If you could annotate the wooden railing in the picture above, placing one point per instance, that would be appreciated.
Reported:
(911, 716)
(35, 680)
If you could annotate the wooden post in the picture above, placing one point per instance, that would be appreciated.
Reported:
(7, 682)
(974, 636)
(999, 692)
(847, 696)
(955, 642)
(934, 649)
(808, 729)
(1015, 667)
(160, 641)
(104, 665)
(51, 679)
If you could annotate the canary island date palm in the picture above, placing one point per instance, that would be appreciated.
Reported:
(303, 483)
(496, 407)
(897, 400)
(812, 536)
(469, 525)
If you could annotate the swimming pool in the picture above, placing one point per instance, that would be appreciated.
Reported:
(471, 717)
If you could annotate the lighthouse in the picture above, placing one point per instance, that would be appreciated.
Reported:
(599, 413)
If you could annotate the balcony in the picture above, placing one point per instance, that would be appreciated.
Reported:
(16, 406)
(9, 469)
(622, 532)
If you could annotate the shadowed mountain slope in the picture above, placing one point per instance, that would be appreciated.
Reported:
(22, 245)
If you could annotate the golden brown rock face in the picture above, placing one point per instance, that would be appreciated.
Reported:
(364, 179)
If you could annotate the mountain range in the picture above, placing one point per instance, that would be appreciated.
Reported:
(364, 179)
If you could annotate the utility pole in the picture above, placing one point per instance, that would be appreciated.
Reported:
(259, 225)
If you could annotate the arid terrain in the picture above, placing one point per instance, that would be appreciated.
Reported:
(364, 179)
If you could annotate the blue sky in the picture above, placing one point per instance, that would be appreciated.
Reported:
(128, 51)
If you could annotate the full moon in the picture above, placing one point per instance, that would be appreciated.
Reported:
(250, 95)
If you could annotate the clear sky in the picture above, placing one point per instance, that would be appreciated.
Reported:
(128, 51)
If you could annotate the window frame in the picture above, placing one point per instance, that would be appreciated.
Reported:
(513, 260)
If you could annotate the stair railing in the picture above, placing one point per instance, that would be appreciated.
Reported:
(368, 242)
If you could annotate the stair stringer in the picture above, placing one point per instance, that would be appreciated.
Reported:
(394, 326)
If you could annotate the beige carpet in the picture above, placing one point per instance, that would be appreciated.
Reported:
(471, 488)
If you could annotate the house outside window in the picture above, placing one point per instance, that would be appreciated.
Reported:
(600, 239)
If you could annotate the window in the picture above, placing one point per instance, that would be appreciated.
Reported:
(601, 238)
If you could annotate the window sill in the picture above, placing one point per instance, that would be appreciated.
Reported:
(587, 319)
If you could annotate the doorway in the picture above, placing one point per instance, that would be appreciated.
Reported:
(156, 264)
━━━━
__DESCRIPTION OF THE TASK__
Copy every item above word for word, with no changes.

__EXERCISE RESULT__
If you could annotate the wooden railing in the picture above, placing one point per instance, that would be appreciated.
Reported:
(911, 716)
(35, 680)
If you could annotate the wooden post in the picture above, placing one point per instance, that would be appreciated.
Reported:
(7, 682)
(974, 636)
(999, 692)
(847, 696)
(955, 642)
(934, 649)
(808, 729)
(1015, 667)
(160, 641)
(104, 665)
(51, 679)
If you could annotate the canary island date palm in the picture above, placing one point per instance, that would be appreciated.
Reported:
(303, 483)
(496, 407)
(897, 400)
(812, 536)
(469, 525)
If you could annotate the swimming pool in the picture above, placing one point per instance, that would be appreciated.
Reported:
(471, 717)
If you could annotate the lighthouse in the picture above, placing one point per instance, that would be appreciated.
Reported:
(599, 413)
If you could annotate the balcony in the picture above, placing one point per instance, that would be appreciated.
Reported:
(16, 406)
(9, 469)
(622, 532)
If you could annotate the shadowed mountain slope in the picture above, placing one point per instance, that would be appreciated.
Reported:
(22, 245)
If you could annotate the golden brown rock face in the picture above, placing one point per instance, that would be appreciated.
Reported:
(364, 179)
If you could annotate the mountain range in the picture above, placing one point per instance, that would be appreciated.
Reported:
(364, 179)
If you could annotate the utility pole in the picture above, placing one point per instance, that would be appreciated.
Reported:
(259, 225)
If you could annotate the arid terrain in the picture above, placing one point per instance, that would be appreciated.
Reported:
(364, 179)
If you could annotate the blue sky in the picture above, placing one point per instance, that would be appreciated.
Reported:
(128, 51)
If you could annotate the full moon in the picture above, placing one point per instance, that would be appreciated.
Reported:
(250, 95)
If you could annotate the clear sky in the picture above, placing one point per instance, that would be appreciated.
Reported:
(128, 51)
If you could annotate the window frame in the picture above, placing one point per instance, that would be appreciated.
Reported:
(513, 260)
If you could annotate the stair railing in the picture above, placing one point per instance, that would be appreciated.
Reported:
(368, 242)
If you could annotate the stair stringer in the picture above, placing one point per instance, that would be appreciated.
Reported:
(394, 326)
If you could annotate the beige carpet in the picture above, placing one point per instance, that would be appreciated.
Reported:
(471, 488)
If you could annotate the house outside window in the picture above, placing one point per instance, that would be appreciated.
Reported:
(600, 239)
If you could annotate the window in the picture above, placing one point per instance, that would be appreciated.
Reported:
(601, 238)
If you could annotate the window sill in the picture above, placing one point per instance, that would be appreciated.
Reported:
(587, 319)
If you could annotate the doorway in the picture above, placing one point per instance, that would be appreciated.
Reported:
(156, 264)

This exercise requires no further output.